TEXT PROVIDED |
◇ ◇ ◇ ◇ ◇ ◇ ◇

But that short stay in theaters for The Gray Man is just fine by Netflix, which is hoping the Russo Bros. $200 million feature will become its next franchise tentpole, attracting tens of millions of viewers worldwide and keeping customers around and paying for yet another month of the service.

It arrives close behind massively successful new seasons of Stranger Things and The Umbrella Academy. But The Gray Man also represents where Netflix executives said they want to take their programming in the future, with bigger swings on fewer, more high-profile projects.

“This is an enormous, big-budget action film that normally people would have to go out and spend an enormous amount of money to go see,” Netflix Co-CEO Ted Sarandos said during Tuesday’s quarterly earnings call. “And they’re gonna be premiering it on Netflix.”

The company is clearly hoping fan-friendly blockbusters like The Gray Man, from a pair of writer/director/producers who know how to deliver a big film, will help it reverse two quarters of declines in its subscriber base, the first such drops in more than a decade.

To counter a widespread perception that Netflix makes a lot of shows, but not enough good ones, Sarandos pointed to The Gray Man, and to the 35 Netflix originals that received Emmy nominations this month. With competition ratcheting upward from other streaming services (and videogames, and going to back to offices, and non-streaming social-video giants such as TikTok and YouTube), Netflix will need projects like The Gray Man to keep ‘em coming back.

◇ ◇ ◇ ◇ ◇ ◇ ◇

DATA LINES |
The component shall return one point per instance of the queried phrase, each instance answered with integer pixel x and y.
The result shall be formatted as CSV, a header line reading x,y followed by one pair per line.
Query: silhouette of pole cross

◇ ◇ ◇ ◇ ◇ ◇ ◇

GIVEN PROBLEM 1 | Reproduce the passage about Netflix and The Gray Man word for word, from "To counter a" to "keep ‘em coming back.".
GIVEN PROBLEM 2 | In the passage about Netflix and The Gray Man, what is the reported budget of the Russo Bros. feature?

RIGHT ANSWER 1 |
To counter a widespread perception that Netflix makes a lot of shows, but not enough good ones, Sarandos pointed to The Gray Man, and to the 35 Netflix originals that received Emmy nominations this month. With competition ratcheting upward from other streaming services (and videogames, and going to back to offices, and non-streaming social-video giants such as TikTok and YouTube), Netflix will need projects like The Gray Man to keep ‘em coming back.

RIGHT ANSWER 2 | $200 million.